▽

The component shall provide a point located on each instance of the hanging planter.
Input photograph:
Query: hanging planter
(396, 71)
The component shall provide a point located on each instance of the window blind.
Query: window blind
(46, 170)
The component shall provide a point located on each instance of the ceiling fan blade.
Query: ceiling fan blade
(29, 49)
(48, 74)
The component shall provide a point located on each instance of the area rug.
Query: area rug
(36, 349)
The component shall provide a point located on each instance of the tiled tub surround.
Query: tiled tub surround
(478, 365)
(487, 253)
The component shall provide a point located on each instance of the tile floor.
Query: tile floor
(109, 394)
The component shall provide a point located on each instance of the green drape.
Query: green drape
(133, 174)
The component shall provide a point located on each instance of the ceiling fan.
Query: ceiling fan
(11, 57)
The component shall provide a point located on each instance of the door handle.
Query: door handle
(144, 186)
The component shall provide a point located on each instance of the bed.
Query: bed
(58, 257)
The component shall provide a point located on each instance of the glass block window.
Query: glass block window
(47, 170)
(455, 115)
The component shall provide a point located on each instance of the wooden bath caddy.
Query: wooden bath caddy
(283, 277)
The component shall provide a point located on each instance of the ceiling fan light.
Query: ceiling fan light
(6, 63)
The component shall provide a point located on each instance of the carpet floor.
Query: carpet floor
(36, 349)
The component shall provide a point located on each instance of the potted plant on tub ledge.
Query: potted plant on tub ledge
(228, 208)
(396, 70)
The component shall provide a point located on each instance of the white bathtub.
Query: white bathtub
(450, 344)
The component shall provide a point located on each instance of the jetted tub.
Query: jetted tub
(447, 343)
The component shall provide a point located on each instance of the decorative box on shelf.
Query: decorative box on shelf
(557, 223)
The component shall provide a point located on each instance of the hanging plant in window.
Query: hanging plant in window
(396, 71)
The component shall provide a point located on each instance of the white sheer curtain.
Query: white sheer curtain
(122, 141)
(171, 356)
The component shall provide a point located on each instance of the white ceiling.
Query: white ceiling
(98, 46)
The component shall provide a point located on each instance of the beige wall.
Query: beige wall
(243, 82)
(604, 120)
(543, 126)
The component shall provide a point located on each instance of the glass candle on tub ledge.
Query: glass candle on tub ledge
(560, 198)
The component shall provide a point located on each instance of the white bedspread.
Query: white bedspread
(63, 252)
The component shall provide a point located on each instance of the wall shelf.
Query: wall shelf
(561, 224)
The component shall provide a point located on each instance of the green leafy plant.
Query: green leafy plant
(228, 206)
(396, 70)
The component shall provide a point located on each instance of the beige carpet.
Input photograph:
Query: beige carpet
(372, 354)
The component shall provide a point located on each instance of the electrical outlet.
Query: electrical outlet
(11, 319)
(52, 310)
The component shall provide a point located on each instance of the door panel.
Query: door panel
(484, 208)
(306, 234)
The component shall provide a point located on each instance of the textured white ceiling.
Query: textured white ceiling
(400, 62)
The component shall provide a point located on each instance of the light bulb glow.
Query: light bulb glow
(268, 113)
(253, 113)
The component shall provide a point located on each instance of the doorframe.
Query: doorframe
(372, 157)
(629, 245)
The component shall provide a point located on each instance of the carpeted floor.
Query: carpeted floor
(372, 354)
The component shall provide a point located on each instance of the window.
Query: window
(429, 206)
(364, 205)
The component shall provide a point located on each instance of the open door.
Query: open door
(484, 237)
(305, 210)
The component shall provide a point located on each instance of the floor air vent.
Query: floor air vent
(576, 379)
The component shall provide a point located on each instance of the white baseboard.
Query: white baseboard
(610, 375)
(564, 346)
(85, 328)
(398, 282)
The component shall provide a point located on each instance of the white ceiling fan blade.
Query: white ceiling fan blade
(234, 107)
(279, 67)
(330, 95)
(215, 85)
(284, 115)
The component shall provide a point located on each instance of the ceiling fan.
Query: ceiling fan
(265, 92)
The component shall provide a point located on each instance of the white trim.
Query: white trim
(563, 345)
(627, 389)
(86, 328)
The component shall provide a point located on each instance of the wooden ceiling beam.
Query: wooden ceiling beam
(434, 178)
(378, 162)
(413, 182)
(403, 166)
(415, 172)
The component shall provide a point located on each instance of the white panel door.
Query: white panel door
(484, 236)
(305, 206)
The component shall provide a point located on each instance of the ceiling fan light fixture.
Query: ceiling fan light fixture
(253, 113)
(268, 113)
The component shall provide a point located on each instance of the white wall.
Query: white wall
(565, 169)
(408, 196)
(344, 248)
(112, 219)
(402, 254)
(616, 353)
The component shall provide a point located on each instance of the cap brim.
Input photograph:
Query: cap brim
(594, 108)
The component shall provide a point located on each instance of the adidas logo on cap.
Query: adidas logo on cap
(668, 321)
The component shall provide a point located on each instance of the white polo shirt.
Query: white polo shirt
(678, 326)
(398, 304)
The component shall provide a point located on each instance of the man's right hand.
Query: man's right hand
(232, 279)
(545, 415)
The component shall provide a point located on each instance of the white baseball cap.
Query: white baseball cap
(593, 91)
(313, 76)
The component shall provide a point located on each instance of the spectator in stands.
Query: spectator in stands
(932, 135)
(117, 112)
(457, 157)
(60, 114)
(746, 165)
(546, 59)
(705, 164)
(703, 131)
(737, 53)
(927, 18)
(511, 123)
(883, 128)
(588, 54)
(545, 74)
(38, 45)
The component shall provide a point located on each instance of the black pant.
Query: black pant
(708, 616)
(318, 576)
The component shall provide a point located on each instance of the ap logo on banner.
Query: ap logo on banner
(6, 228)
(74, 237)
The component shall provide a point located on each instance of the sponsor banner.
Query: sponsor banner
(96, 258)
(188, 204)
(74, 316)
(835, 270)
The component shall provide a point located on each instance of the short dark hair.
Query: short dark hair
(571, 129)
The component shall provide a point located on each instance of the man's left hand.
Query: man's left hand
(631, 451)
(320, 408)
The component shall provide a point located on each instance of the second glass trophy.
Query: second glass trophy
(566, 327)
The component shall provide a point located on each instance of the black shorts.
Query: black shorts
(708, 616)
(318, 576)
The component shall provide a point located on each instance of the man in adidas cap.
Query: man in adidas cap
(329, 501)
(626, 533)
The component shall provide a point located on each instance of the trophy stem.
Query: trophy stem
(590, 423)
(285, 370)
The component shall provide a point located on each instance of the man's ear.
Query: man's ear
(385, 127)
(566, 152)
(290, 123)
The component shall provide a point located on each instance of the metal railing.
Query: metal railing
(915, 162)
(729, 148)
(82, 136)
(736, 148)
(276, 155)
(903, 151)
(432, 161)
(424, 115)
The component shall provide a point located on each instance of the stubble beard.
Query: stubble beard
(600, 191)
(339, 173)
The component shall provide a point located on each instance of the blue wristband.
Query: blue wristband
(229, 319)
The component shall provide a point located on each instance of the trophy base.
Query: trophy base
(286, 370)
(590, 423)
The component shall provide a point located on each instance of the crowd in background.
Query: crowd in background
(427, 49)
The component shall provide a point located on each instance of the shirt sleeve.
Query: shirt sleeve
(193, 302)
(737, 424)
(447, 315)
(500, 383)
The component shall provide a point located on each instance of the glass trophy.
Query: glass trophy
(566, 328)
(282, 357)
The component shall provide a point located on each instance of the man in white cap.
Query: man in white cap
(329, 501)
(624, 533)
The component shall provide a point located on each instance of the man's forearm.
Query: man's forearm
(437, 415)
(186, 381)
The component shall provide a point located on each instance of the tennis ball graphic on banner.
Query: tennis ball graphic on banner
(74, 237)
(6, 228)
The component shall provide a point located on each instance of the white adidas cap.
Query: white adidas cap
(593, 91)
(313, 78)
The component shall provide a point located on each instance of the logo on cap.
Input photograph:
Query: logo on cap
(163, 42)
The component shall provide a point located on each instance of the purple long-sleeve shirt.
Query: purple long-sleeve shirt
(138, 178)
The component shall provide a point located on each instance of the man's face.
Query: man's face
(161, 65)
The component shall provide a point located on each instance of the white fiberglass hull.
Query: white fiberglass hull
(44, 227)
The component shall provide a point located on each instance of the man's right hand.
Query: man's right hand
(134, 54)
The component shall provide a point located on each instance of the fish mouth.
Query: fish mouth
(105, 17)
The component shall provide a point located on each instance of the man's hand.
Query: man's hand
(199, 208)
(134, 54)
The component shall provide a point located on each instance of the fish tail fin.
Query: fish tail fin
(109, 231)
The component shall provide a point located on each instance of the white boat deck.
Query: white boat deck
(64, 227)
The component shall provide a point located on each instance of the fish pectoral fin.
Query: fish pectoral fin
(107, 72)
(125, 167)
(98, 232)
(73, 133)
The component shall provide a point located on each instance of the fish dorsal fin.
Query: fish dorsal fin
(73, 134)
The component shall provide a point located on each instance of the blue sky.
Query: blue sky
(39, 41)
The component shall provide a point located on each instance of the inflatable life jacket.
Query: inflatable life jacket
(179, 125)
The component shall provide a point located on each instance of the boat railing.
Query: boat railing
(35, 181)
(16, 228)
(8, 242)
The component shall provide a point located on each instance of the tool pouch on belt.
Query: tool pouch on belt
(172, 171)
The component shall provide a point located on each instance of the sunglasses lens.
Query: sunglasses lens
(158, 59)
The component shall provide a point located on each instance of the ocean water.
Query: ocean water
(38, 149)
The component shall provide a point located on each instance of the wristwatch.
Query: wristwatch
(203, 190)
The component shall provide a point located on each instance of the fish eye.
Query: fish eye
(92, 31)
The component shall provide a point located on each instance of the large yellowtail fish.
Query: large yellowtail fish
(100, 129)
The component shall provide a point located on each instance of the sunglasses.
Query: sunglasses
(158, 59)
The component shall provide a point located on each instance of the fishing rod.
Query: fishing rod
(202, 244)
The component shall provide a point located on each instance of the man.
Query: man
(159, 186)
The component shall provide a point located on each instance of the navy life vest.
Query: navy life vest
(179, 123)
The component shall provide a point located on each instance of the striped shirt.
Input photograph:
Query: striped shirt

△

■ ASSIGNMENT
If a line in the records above holds the string "striped", copy it out.

■ RESPONSE
The component shall provide a point located on each instance of the striped shirt.
Query: striped shirt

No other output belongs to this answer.